▶ _Your goal_:
Print, exactly as they appear in the listing below, the lines from the line with "Exercise. Put one marker on every instance of the window with" to the line with "Exercise. Put one marker on every instance of the window shutter", with both end lines kept.

▶ _Record set_:
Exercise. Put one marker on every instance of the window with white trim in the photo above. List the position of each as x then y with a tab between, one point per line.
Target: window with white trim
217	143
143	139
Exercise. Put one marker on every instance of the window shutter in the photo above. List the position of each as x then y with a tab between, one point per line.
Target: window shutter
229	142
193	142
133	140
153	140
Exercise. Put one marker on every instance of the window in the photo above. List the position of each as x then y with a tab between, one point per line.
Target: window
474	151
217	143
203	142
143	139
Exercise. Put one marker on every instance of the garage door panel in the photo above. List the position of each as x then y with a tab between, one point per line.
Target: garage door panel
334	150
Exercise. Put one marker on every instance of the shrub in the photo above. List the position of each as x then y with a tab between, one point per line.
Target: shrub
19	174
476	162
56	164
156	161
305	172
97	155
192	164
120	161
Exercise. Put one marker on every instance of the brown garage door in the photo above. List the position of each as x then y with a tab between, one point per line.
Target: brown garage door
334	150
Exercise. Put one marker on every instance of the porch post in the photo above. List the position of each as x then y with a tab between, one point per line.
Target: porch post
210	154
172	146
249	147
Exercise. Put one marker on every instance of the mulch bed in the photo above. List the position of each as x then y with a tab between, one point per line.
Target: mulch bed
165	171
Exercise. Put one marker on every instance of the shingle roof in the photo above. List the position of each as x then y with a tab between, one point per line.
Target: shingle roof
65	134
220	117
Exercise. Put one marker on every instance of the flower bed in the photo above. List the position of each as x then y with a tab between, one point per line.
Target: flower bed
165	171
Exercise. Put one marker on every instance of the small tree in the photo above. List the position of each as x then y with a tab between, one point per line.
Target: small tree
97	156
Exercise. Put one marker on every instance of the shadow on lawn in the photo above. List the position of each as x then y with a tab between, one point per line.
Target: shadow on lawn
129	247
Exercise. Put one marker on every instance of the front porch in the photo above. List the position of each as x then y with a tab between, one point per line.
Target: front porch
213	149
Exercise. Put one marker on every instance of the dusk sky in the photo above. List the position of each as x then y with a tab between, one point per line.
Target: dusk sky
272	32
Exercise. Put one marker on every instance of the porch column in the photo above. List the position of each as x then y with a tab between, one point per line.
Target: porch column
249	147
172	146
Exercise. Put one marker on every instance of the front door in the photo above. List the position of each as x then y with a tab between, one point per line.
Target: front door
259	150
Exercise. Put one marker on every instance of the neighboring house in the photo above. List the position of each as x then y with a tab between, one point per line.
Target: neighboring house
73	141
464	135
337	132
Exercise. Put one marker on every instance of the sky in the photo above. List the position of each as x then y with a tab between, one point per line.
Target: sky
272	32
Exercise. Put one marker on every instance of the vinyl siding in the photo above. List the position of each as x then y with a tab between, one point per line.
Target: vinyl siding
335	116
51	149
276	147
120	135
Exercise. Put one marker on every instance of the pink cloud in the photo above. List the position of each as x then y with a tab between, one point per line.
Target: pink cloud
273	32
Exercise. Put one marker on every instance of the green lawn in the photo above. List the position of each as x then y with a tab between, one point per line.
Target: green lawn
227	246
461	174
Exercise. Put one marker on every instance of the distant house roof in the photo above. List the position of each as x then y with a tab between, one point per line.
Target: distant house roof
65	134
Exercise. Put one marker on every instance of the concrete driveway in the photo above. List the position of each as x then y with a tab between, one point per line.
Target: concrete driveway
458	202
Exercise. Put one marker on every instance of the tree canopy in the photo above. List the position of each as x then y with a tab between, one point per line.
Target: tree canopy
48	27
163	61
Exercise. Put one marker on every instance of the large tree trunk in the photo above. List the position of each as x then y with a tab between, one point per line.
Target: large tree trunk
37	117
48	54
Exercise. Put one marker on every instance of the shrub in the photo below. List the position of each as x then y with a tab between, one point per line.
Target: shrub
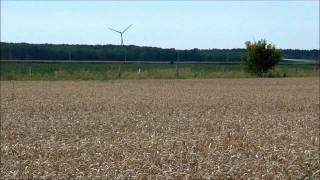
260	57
--
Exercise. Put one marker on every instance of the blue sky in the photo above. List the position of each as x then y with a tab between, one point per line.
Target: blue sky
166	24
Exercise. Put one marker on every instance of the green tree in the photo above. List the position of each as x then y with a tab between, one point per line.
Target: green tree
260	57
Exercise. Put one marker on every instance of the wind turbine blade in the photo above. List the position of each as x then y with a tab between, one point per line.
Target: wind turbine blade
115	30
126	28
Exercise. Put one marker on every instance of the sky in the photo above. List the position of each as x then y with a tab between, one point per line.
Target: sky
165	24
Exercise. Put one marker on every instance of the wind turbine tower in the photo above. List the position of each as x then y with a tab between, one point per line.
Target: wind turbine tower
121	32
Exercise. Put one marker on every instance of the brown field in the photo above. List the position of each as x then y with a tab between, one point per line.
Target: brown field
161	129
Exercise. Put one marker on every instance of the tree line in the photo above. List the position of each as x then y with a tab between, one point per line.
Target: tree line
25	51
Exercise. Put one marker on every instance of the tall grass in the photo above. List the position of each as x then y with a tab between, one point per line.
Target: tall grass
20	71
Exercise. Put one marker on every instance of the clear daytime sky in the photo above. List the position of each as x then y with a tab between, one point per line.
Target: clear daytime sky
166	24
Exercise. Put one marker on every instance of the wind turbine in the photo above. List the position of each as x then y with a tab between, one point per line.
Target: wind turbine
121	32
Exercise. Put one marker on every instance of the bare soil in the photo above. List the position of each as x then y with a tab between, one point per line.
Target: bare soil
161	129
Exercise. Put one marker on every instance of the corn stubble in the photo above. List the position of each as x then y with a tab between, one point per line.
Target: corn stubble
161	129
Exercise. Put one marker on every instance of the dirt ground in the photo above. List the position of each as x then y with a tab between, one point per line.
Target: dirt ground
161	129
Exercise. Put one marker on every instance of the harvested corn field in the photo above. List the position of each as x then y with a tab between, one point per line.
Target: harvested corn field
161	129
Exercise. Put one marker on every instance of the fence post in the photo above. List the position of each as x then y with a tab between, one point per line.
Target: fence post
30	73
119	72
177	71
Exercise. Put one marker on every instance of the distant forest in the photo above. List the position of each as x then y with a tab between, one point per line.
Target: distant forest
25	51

▶ _Reply_:
Exercise. Put one marker on every instance of the window with white trim in the photo above. List the position of each as x then y with a tab between, one point per line.
Target: window with white trim
217	143
143	139
Exercise. Put one marker on every instance of the window shutter in the photo above. List the position of each as x then y with a tab between, one point per line.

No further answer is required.